DOCUMENT SEGMENT:
────────────────────────────────────────

Grover Cleveland hanged two murderers when he served as public executioner of Oneida County NY.
In 1912, Woodrow Wilson defeated two presidents in one election - incumbent President William Howard Taft, and former President Theodore Roosevelt.
In 1933, for the first time in history, all the members of the Electoral College were invited to a presidential inauguration (to witness Franklin Roosevelt take the oath of office).
November 7, 1848, was the day of the first national election held on the same day in every state. Zachary Taylor was elected president
John Tyler was the first vice president to take office after the death of a president, earning him the nickname "His Accidency".
At 28, James Buchanan was engaged to be married. Because of untrue rumors, his fiancée broke off the engagement. She would die young. A heart-broken and grief-stricken Buchanan vowed never to marry, and to this day is the only president to remain a batchelor his entire life.

────────────────────────────────────────

ENTRIES SHOWN:
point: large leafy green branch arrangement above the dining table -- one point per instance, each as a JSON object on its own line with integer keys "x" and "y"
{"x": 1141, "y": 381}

────────────────────────────────────────

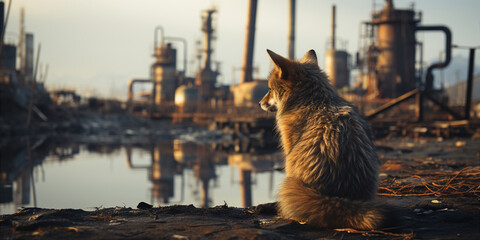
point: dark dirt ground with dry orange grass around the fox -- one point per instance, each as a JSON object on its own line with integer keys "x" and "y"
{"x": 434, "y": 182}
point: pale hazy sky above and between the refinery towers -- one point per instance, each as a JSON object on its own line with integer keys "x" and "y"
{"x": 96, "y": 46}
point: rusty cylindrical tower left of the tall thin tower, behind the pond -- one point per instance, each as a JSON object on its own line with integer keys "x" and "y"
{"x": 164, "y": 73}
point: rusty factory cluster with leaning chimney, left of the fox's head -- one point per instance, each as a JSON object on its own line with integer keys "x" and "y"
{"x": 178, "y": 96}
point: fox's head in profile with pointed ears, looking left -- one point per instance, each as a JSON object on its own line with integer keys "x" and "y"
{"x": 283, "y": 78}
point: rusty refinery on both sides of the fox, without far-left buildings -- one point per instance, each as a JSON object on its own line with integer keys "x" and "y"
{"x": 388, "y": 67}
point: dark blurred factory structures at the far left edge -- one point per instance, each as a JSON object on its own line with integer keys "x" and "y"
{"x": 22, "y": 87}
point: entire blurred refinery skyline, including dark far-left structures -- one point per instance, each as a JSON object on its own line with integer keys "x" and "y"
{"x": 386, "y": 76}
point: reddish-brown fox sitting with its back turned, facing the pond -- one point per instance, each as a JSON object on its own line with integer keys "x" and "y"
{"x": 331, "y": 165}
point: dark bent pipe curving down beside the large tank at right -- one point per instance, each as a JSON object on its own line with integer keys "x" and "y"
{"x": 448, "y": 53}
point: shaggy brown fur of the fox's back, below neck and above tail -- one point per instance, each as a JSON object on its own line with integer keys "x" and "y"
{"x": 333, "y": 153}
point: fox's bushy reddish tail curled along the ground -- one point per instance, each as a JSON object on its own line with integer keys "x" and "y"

────────────────────────────────────────

YOUR INSTRUCTIONS:
Can you carry on the presidential trivia past its last sentence, the one about James Buchanan staying a bachelor?

EXPECTED ANSWER:
William Henry Harrison was born in Charles City County, Virginia in 1773. His vice president, John Tyler, was born in the same county in 1790.
To suppliment his income as a lawyer, Gerald Ford worked as a model, and actually appeared on the cover of Cosmopolitan in 1942.
Not old enough to vote himself, a nineteen year old Grover Cleveland worked on Democrat James Buchanan's successful bid for president in 1856. Cleveland probably would have been shocked at the time to learn that the next Democrat to win the White House would be himself, 28 years later in 1884!
In 1925, Calvin Coolidge became the first president to be sworn in by a former president, Chief Justice William Howard Taft.